Stated goal 1: Copy the records from the line with "Pass the picture above and point out the plaid trim" through the end of the records, requests included, and raise every coordinate in the answers by 75 while leaving the numbers in the requests and their format samples unchanged.

Excerpted text:

-- BEGIN --

Banking app Revolut is giving consumers the ability to advance up to half their salary at any time of the month, using a new feature.
Its new wage access product, Payday, will initially be available to UK businesses and their employees, with it coming to Europe and the US to follow in the coming months.
The UK fintech firm, which has over 16million customers worldwide, believes it will remove the financial stress many workers face between monthly paydays.
Revolut which now has around 3.5 million UK customers and over 16 million worldwide, has officially become the UK’s most valuable fintech firm with a whopping £24billion price tag
It says it will also make them less reliant on high-cost credit products such as payday loans.
Nik Storonsky, founder and chief executive at Revolut, said: ‘We believe in the importance of making financial wellbeing accessible to all, and this includes focusing on the impact of financial stability on employees’ mental health.
‘After the difficulties of the past year, the last thing employees need now is financial uncertainty and stress.’
He adds: ‘It is important to move away from a situation where many are dependent on payday loans and expensive short-term credit, a reliance that is exacerbated by the monthly pay cycle.’
However, others have expressed concerns about the app enabling some people to get into bad habits.
Andrew Hagger, founder and director of personal finance website, MoneyComms said: ‘I can see that this would be a help to employees who suddenly have an unexpected expense to cover.
‘But it’s not really something people should be doing every month otherwise it could mean they may have a deeper problem with expenditure outstripping their income.

-- END --

Entries provided:

-- BEGIN --

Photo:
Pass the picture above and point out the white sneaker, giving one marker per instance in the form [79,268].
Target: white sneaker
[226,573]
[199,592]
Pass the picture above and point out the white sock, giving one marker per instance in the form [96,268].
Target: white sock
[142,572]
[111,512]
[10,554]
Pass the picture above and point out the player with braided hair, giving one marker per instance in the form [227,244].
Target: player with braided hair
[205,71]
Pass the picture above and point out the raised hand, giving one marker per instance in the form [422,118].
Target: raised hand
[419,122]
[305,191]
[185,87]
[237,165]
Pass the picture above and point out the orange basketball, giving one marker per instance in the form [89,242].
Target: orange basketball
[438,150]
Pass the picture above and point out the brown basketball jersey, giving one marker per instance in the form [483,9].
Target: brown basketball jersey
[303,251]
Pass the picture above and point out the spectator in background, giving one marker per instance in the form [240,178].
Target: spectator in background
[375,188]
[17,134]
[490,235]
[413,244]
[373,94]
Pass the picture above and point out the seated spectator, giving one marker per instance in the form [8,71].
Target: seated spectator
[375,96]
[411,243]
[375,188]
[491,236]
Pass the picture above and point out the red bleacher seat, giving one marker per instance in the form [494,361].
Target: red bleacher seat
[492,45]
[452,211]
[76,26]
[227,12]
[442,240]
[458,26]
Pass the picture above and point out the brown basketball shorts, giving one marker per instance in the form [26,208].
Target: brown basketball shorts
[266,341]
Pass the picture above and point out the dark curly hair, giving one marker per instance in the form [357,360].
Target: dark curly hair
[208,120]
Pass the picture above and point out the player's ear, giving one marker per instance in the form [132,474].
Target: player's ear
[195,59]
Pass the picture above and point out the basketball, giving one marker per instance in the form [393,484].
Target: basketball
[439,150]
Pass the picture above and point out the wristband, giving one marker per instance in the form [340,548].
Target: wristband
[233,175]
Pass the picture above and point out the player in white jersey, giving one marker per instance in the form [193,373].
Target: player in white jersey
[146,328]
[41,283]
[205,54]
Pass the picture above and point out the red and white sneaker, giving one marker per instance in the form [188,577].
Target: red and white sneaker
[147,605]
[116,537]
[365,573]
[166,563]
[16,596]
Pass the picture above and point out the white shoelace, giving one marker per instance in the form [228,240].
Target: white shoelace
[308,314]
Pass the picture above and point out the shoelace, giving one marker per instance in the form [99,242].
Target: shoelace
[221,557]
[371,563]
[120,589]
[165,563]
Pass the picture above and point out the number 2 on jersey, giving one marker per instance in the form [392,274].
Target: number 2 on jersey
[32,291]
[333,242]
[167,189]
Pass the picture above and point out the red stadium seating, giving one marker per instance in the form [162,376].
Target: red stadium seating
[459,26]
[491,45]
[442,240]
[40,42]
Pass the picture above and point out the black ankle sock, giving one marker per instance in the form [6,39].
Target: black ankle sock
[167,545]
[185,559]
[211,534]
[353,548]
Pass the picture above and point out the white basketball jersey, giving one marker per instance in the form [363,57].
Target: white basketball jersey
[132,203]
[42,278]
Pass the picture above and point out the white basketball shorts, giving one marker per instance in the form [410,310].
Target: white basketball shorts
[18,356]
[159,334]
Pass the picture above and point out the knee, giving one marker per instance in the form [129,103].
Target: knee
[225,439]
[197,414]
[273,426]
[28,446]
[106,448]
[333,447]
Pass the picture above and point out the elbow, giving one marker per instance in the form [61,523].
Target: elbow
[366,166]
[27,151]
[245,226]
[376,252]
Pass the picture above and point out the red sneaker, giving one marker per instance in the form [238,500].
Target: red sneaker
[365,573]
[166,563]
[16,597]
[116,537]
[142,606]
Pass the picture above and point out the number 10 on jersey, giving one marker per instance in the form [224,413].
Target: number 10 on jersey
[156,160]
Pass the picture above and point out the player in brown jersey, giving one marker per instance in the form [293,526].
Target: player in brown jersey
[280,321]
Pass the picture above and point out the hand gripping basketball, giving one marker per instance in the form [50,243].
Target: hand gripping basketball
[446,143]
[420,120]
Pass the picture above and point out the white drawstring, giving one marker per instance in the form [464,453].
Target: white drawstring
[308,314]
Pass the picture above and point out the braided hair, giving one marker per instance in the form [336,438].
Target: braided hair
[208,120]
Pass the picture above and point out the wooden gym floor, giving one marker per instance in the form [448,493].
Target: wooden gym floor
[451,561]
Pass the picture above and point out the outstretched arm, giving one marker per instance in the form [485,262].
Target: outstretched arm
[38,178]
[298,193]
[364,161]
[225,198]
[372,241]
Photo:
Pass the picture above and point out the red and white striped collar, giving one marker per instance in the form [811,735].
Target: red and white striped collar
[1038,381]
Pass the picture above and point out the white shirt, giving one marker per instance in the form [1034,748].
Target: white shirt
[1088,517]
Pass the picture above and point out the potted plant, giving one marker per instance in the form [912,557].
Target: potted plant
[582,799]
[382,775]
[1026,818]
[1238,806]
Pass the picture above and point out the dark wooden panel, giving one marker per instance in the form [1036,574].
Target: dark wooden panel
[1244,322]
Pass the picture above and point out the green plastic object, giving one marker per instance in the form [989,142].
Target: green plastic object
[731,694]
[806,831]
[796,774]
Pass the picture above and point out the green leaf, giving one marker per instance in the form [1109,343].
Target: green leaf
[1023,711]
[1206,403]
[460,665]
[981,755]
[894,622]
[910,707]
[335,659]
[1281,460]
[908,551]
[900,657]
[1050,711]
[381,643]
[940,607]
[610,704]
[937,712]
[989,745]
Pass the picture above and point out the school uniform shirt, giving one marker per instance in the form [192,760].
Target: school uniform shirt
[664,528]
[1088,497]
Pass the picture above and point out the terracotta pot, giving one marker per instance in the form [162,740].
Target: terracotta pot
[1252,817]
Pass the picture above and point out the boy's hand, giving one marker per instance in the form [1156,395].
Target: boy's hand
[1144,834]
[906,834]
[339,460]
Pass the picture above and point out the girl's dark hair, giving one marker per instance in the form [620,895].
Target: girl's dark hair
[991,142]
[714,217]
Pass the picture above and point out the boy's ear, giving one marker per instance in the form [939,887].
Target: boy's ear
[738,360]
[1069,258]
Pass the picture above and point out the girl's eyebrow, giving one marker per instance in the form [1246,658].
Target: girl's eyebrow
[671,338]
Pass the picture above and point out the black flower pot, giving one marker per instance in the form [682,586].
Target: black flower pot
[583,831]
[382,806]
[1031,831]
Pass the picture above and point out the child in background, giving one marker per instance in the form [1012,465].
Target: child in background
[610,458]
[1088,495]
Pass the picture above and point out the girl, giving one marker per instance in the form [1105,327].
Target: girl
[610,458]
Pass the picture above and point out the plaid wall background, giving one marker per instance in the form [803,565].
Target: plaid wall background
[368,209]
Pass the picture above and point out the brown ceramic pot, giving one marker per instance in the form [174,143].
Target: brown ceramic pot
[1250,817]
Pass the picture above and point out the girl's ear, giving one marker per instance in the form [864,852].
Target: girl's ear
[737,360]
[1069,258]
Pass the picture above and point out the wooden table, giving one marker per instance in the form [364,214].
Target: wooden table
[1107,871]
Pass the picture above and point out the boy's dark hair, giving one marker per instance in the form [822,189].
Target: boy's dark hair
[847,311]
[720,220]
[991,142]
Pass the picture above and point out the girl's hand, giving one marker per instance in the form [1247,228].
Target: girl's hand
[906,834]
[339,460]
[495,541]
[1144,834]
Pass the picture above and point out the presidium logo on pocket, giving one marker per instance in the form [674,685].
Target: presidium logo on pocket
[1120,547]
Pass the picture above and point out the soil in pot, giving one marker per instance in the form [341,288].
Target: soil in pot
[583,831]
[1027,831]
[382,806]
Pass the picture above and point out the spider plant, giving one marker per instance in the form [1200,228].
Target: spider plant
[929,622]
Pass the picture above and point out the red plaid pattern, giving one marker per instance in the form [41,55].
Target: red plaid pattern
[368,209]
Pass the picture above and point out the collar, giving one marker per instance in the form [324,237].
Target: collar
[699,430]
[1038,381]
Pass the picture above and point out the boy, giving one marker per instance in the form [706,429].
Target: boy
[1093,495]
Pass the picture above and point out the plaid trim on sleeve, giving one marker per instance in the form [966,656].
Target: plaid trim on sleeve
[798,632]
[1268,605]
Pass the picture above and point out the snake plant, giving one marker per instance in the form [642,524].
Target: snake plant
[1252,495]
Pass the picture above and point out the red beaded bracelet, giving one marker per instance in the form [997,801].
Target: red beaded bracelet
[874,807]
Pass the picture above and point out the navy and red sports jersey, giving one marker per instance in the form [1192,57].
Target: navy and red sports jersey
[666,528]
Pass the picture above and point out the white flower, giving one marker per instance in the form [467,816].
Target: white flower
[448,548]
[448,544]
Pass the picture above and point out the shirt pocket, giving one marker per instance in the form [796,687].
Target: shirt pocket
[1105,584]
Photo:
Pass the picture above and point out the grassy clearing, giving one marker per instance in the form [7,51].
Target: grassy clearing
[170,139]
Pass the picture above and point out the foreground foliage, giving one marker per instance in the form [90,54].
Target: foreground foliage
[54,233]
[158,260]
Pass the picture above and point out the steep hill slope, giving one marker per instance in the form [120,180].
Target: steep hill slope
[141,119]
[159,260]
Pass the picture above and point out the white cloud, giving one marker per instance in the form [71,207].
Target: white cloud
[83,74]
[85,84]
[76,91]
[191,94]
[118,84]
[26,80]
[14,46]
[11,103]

-- END --

Stated goal 2: In the Revolut article, shorten the paragraph that begins "Nik Storonsky, founder and chief executive" and keep its main facts.

Answer 1:
Pass the picture above and point out the plaid trim on sleeve, giving one marker per instance in the form [966,656].
Target: plaid trim on sleeve
[873,707]
[1343,680]
Pass the picture above and point out the snake plant, giving one marker per instance in the form [642,524].
Target: snake plant
[1327,570]
Pass the picture above and point out the red beaded bracelet, giving one marker per instance in the form [997,801].
Target: red beaded bracelet
[949,882]
Pass the picture above and point out the navy and red sports jersey, giving one marker per instance in the form [1192,57].
Target: navy and red sports jersey
[741,603]
Pass the picture above and point out the white flower, giving one marker per instance in the form [467,816].
Target: white flower
[523,623]
[523,619]
Pass the picture above and point out the shirt pocket, giving one marker per instance in the form [796,687].
Target: shirt pocket
[1180,659]
Photo:
Pass the picture above and point out the grassy clearing, giving one marker per instance in the form [7,51].
Target: grassy clearing
[245,214]
Pass the picture above and point out the foreground foliage, giving one marker per instance in the form [90,54].
Target: foreground foliage
[129,308]
[233,335]
Pass the picture above and point out the steep hill slope, giving one marker per instance in the form [120,180].
Target: steep hill slope
[216,194]
[234,335]
Pass the picture above and point out the white cloud, giving one marker per instance in the form [71,207].
Target: white cloud
[158,149]
[160,159]
[151,166]
[266,169]
[193,159]
[101,155]
[89,121]
[86,178]

Answer 2: Revolut founder and chief executive Nik Storonsky said the company believes financial wellbeing should be accessible to all, which includes focusing on how financial stability affects employees' mental health.